Any HTTP client or server can be used - including serverless / functions-as-a-service.
Any HTTP response can be turned into an event stream (e.g. a progressive JPEG, a log file, or an API endpoint that performs asynchronous operations).
No need to use a separate domain for streaming data.

Quick start

To use Fanout, you need a paid Fastly account containing a compatible Compute service. A free trial can be enabled in the 'Fanout' section of the service configuration options in the web interface.

There are many different ways of using Fanout, but using a fully featured starter kit is a good option if you'd like to quickly see what it can do.

Create a project from template

To create a Compute project with Fanout pre-configured, use fastly compute init:

$ fastly compute init --from=https://github.com/fastly/compute-starter-kit-rust-fanout

You can then compile and publish it to a live Fastly service using fastly compute publish:

$ fastly compute publish
Create new service: [y/N] y

Domain: [some-funky-words.edgecompute.app]
Backend (hostname or IP address, or leave blank to stop adding backends):

✓ Creating domain 'some-funky-words.edgecompute.app'...

— What is asked —
1: According to the Fanout text, what kind of account is required to use Fanout?
2: How many lines of the entries contain the word "emblem"? Reply with the number alone.

Point placement entries:
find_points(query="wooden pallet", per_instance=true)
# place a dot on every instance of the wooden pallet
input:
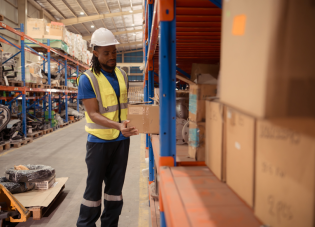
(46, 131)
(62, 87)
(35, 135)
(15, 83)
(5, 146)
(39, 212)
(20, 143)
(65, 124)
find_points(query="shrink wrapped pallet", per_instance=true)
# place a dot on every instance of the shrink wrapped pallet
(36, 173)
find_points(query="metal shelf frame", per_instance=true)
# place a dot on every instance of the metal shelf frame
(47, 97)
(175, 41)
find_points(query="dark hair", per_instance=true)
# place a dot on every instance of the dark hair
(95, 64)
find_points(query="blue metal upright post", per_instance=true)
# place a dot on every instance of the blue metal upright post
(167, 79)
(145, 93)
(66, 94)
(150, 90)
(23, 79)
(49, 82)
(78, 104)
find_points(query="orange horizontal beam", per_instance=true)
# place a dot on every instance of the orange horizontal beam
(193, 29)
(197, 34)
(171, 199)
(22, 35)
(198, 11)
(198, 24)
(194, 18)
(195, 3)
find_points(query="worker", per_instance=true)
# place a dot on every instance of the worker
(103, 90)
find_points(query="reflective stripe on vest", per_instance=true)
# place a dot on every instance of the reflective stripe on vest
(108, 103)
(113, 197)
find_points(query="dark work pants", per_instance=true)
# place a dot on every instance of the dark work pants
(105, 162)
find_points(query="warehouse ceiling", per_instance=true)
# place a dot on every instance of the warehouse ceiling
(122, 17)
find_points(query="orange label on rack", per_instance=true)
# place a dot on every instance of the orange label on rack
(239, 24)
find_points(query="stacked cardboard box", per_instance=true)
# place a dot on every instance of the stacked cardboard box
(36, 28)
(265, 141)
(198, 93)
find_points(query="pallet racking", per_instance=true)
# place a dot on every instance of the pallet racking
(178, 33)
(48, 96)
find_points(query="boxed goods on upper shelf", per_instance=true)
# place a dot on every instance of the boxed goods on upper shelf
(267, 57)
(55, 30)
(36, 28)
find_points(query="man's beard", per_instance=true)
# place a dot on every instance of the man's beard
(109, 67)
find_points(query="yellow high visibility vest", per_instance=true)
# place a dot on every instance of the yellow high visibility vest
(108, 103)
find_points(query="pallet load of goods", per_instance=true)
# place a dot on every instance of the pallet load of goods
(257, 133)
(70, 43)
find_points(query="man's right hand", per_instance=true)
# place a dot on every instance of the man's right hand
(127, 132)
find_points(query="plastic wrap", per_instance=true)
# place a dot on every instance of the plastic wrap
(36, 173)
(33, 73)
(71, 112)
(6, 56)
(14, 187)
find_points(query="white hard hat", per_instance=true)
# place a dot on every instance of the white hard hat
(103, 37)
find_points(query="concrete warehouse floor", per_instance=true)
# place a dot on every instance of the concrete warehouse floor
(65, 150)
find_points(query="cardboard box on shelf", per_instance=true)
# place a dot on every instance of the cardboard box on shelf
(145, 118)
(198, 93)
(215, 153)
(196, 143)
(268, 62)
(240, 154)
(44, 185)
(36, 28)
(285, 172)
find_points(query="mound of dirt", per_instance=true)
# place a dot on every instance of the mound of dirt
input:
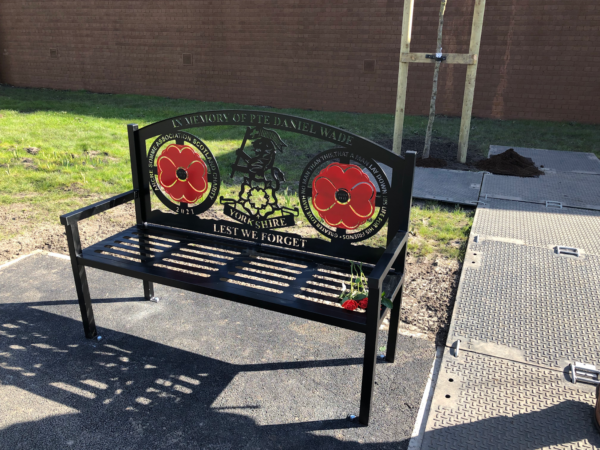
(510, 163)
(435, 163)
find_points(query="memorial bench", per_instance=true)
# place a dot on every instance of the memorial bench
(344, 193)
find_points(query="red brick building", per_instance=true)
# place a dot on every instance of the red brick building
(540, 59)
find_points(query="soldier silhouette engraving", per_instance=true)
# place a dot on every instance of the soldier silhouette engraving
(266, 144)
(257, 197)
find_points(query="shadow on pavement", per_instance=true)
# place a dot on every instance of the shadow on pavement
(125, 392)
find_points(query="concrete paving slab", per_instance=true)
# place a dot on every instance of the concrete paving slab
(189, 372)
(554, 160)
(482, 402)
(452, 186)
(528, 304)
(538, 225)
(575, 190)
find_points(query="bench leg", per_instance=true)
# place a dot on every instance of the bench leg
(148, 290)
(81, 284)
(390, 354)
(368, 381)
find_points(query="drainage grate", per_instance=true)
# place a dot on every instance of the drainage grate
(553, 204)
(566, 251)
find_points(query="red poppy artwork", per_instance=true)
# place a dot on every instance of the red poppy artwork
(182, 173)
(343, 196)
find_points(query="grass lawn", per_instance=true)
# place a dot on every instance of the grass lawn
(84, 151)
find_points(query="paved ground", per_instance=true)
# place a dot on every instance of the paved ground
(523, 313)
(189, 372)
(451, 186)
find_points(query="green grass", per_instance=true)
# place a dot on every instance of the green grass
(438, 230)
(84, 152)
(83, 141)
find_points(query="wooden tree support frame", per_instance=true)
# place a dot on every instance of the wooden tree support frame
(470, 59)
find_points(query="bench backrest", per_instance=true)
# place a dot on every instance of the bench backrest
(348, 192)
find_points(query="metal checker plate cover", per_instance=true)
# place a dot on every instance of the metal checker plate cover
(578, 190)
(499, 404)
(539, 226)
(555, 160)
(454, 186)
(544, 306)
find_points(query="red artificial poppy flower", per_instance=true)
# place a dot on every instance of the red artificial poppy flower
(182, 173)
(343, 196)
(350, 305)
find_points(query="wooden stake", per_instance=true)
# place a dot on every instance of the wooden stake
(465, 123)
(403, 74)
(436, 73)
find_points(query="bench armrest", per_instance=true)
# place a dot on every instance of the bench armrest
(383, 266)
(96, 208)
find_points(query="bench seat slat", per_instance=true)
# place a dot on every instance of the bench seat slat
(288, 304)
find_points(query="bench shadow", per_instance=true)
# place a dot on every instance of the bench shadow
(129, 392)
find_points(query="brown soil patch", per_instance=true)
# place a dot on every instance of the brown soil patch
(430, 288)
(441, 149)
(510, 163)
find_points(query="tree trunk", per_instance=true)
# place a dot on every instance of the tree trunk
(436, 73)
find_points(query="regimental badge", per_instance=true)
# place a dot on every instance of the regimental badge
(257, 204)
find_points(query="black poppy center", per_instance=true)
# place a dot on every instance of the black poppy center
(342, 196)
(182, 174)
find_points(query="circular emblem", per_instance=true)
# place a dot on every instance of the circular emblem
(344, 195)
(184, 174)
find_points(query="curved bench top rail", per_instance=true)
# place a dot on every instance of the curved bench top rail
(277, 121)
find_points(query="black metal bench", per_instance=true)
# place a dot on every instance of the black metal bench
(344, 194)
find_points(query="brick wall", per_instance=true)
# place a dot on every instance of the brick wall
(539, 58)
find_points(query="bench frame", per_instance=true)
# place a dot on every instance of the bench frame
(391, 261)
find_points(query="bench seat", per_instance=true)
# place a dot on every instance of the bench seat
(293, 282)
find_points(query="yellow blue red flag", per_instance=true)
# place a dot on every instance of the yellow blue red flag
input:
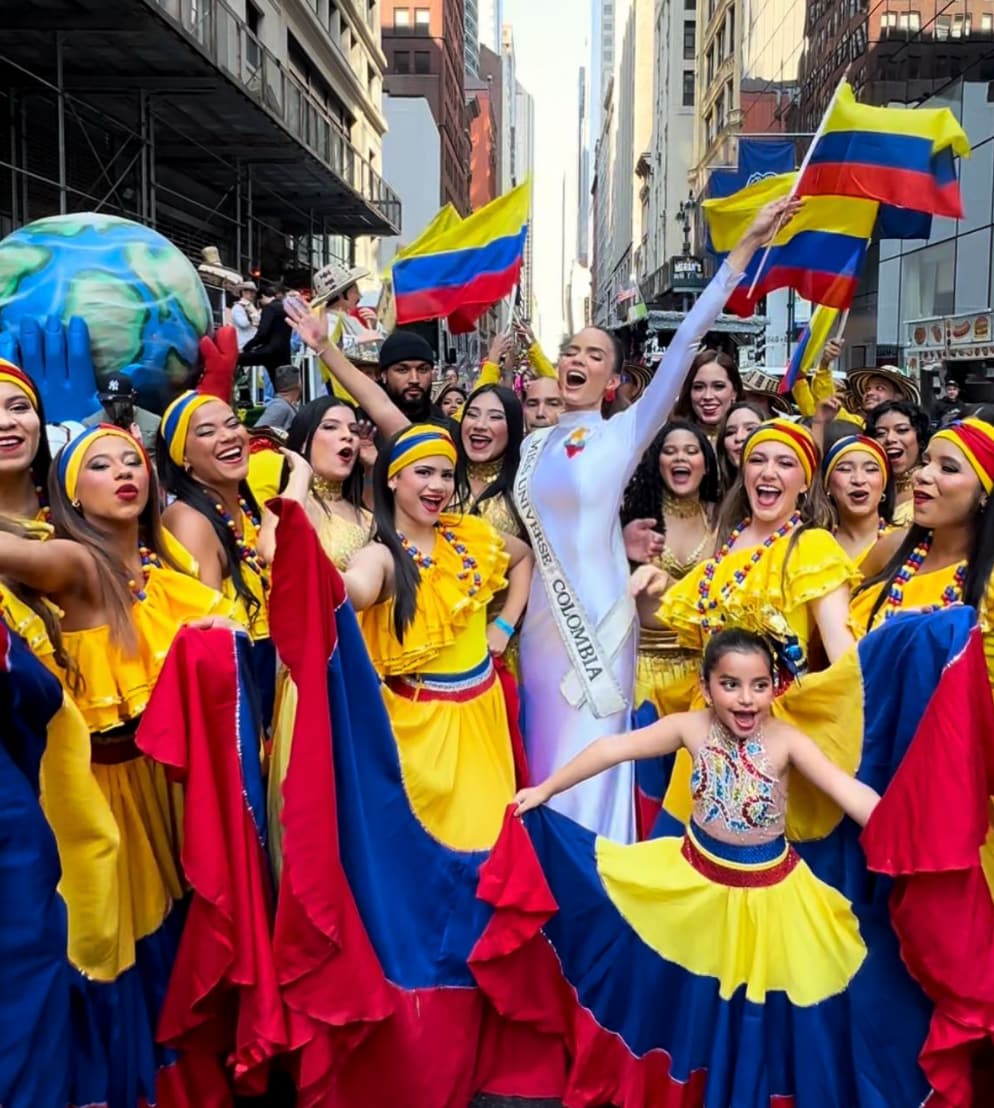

— The responses —
1: A paid Fastly account containing a compatible Compute service.

2: 2